• _Tarea asignada 1_:
Según el fragmento, ¿qué libro despertó en Julián Valle el hambre de lecturas?
• _Tarea asignada 2_:
Prolongue el fragmento sobre los artículos de Julián Valle a partir de su última oración.

• _Fragmento_:
* * * * * * *

Otros artículos deambulan por las sendas de la literatura, que nuestro autor recorre con profusión, y cargado de razones, pues «los libros son la mejor arma para combatir la mediocridad». Trata sobre autores tan variados como Cervantes; Dumas, de cuyos mosqueteros se declara un perdido enamorado; o nuestro común amigo y poeta Manuel Guerrero, lucentino como él, egabrense –de adopción– como quien ahora escribe. Intuyo que, en su Sancta sanctorum, una de las posiciones preferentes la ocupa Larra, «una víctima de su tiempo», frustrado por su país y crítico con «una España decepcionante», en quien Julián Valle parece percibir el espejo en que buscarse a sí mismo. También importante, aunque acaso no tan íntima, diríase ser su relación con Pérez-Reverte, no sólo por el referente de sus artículos, sino, quizás más, por su libro El maestro de esgrima, del que confiesa que fue el que despertó su hambre de lecturas, motivo por el cual lo ha releído varias veces, y seguirá haciéndolo, «como pago a cuenta de una deuda que jamás podré satisfacer al completo».
 
La cultura del autor no es sólo jurídica –por su formación académica– y literaria. En otros artículos se nos demuestra un profundo y memorioso conocedor del cine, en particular del clásico en su espléndido «Mi ambición rubia», tras cuya lectura nos queda claro que su preferencia por Grace Kelly en perjuicio de Marilyn, o de cualquier otra diva del Hollywood de los 40 a los 60, no es, ni mucho menos, ninguna afirmación hecha a la ligera.
 
Otro de sus temas recurrentes –y definitorios– es el del buen uso de la lengua española, indicio claro del esfuerzo y el mimo dejado en su propia escritura. Pone los puntos sobre las íes no sólo en errores extendidos como el leísmo, el inseguro uso del verbo prever o la sintética y hasta deforme expresión escrita usada en los móviles, sino además en aquellos que son fruto de la intromisión de la política, cual el pasmoso repudio del masculino neutro (reemplazado por el uso de masculino y femenino a la vez, o incluso de la arroba, barbaridad esta última que «es para coger una buena faca albaceteña, bien afilada, o mejor, una falcata mohosa y empezar a rebanar cuellos»), o el empleo de expresiones como violencia de género, en lugar de las más convenientes violencia doméstica, de sexo, o contra la mujer.

* * * * * * *

• _Datos extraídos_:
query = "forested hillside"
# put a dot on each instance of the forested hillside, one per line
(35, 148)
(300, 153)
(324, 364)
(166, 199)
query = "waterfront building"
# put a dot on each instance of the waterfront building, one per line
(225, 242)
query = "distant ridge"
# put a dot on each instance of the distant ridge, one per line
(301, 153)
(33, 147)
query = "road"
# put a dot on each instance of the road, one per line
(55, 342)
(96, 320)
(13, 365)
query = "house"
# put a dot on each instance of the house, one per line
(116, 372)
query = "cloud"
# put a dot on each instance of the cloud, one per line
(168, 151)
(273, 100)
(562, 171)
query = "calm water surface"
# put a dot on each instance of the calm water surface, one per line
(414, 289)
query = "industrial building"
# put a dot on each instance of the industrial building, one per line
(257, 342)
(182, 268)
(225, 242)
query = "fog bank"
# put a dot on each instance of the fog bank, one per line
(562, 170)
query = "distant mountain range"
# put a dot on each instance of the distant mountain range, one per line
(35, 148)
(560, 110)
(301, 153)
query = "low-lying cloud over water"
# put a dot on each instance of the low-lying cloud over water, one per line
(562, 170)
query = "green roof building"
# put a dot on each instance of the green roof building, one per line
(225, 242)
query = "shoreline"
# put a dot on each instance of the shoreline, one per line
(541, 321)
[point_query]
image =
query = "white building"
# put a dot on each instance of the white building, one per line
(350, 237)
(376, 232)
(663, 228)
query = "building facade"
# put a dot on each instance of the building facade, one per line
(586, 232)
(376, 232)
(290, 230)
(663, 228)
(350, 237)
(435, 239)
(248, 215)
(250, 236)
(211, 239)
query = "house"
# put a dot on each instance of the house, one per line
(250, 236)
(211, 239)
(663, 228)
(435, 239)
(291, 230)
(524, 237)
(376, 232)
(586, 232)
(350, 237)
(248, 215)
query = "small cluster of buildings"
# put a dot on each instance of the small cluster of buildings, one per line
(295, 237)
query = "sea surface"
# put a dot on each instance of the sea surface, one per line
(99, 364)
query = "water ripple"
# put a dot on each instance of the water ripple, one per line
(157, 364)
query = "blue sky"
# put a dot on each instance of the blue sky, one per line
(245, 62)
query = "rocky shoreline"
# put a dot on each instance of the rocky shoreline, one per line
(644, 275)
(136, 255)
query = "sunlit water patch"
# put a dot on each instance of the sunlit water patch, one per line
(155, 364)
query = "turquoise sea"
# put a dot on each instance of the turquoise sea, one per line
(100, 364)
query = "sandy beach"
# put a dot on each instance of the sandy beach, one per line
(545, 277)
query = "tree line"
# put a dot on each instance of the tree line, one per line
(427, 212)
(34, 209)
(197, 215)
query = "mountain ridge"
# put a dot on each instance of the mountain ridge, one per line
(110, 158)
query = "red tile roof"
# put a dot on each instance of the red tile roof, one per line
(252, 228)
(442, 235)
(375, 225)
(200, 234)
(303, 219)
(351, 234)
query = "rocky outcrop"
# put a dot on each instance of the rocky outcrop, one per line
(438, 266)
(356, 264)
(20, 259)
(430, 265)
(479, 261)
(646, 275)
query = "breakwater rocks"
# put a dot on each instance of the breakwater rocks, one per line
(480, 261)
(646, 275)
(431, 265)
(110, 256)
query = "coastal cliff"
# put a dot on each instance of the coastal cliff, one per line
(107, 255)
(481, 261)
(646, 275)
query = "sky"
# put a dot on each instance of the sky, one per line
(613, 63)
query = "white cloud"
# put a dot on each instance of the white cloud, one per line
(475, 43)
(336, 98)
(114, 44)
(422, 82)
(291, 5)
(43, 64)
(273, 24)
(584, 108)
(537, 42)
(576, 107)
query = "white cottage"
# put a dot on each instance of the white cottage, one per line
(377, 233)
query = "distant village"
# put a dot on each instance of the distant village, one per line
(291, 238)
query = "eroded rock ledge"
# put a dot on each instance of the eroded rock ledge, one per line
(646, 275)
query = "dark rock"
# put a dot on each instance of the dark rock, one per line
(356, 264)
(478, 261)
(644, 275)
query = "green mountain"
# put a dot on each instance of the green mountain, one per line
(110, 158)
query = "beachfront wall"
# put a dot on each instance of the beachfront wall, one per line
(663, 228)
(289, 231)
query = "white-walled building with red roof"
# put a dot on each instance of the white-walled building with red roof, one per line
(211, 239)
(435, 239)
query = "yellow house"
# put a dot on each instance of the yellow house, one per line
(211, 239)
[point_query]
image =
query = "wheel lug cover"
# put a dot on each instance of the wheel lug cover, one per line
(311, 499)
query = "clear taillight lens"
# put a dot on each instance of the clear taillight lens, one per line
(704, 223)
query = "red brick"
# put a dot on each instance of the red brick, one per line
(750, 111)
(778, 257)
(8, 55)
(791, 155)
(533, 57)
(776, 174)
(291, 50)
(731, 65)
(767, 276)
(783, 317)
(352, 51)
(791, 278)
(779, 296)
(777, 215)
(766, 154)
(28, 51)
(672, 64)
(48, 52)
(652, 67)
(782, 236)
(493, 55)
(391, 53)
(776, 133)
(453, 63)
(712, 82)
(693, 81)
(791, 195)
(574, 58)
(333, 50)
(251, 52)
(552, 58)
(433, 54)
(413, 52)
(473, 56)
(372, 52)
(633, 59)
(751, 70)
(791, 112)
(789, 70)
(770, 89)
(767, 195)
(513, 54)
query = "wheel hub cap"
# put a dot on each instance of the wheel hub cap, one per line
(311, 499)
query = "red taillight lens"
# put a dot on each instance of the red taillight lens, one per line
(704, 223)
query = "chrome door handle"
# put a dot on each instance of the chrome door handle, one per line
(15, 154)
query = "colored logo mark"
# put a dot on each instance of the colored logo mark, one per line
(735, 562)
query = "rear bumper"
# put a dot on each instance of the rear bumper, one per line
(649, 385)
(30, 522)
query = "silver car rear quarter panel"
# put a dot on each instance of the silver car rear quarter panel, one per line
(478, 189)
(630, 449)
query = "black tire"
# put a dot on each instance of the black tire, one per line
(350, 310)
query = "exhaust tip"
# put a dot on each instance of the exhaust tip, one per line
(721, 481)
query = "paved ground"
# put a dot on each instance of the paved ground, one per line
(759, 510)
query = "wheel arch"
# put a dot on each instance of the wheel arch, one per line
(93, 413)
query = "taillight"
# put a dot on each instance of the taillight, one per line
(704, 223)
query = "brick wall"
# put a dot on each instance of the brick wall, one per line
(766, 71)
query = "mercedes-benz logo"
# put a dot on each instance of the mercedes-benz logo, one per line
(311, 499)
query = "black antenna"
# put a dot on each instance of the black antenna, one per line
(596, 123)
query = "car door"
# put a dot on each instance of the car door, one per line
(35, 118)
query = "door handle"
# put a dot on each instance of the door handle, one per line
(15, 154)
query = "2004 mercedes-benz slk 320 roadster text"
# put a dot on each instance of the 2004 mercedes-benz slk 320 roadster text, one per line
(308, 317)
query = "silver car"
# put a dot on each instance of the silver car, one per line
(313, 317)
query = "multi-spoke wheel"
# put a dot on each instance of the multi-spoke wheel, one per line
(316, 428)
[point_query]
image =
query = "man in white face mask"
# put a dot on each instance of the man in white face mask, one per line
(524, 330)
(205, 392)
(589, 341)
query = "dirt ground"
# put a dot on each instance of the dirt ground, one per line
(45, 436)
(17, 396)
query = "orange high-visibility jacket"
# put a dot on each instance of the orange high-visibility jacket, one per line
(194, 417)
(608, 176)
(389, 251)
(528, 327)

* * * * * * *

• _Resultado 1_:
El maestro de esgrima, de Pérez-Reverte.

• _Resultado 2_:
 
Uno de los artículos más entretenidos es el dedicado a los supuestos espectros que pueblan la Facultad de Derecho de Córdoba –en la que él estudió–, antaño convento y luego hospital. El autor reconoce no haber topado nunca con estos fantasmas, pero sí con otros, tales el «alumno lameculos capaz de vender su alma a base de incontables peloteos» o profesores «modelo hijo de la gran puta», como, entre otros, aquellos «con la desvergüenza suficiente como para hacer suyos los trabajos de sus alumnos»; otro «que puntuaba respuestas a preguntas de desarrollo con milésimas»; o aquel que le dijo lo siguiente: 
«Comprenda usted que no puedo aprobar a todo el mundo», acompañando sus palabras con un movimiento de hombros, encogiéndolos en una extraña mezcla de impotencia y desdén; a lo cual me hice cargo inmediatamente, faltaría más. Lo que no puede ser, no puede ser, y además es imposible. Cada cual, chaval –venían a resumir sentencia y gesto–, se jode cuando le toca. No es nada personal.
Estos y otros diversos temas desfilan por las páginas de Ni piedad ni perdón, libro, en suma, ameno, por la diversidad de su contenido; deleitoso, por la virilidad y riqueza de la expresión; y estimulante, por el ímpetu de su crítica. Y no piensen que por amistad añado virtudes, o que, al pertenecer el autor y yo a poblaciones tan vecinas, le reste alguna, al menos a sabiendas. Digo lo que he visto y sentido. Pero, si tuviesen dudas, léanlo. Que, a fin de cuentas, para eso escribo.